(Dataset entries)
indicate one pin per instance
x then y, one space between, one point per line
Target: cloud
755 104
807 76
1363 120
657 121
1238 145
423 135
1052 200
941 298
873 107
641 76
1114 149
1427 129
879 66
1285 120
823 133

◆ Directions for this task
Print every line of the records above, unchanged.

◆ The answer
indicate one pin per instance
x then y, one space between, one point per line
Target: cloud
755 104
807 76
1363 120
657 121
1238 145
423 135
1052 200
941 298
873 107
641 76
1114 149
1427 129
879 66
1285 120
823 133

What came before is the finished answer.